Revise the part of the listing that begins with the line containing "Note: for every instance of the horse's neck" and continues through the end of the listing. Replace "high visibility vest" with "safety vest" and leave everything else unchanged.

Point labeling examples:
++++++++++++++++++++

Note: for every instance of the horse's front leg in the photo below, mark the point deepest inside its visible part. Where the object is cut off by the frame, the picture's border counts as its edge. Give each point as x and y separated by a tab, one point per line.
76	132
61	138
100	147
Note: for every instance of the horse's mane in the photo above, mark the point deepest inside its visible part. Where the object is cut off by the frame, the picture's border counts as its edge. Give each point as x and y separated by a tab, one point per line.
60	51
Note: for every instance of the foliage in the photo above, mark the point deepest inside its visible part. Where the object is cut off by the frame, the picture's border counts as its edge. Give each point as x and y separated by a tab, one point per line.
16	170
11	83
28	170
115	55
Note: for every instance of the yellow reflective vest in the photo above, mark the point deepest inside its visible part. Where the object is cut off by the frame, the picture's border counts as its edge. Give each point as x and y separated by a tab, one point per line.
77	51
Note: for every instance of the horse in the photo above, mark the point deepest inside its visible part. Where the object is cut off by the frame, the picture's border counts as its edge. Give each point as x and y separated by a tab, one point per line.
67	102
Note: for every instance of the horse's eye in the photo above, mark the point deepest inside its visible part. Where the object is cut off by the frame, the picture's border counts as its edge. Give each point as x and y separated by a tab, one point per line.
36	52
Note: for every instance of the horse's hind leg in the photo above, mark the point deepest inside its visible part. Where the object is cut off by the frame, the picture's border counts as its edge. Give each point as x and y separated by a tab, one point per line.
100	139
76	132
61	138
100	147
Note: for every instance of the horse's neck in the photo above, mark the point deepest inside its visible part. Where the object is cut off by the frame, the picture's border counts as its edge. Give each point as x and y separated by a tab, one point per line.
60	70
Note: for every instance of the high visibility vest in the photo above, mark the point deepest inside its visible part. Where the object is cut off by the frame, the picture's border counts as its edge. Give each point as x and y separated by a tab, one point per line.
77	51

++++++++++++++++++++

- Expected answer:
Note: for every instance of the horse's neck in the photo above, mark the point deepest inside its visible part. Where the object is cut off by the frame, the picture's border counts as its edge. Give each point as x and y separated by a tab, one point per line.
60	70
Note: for every instance of the safety vest in the photo above, mark the point deepest inside its visible part. Where the object is cut off by the frame, the picture's border counts as its edge. Give each point as x and y separated by a tab, one point per line.
77	51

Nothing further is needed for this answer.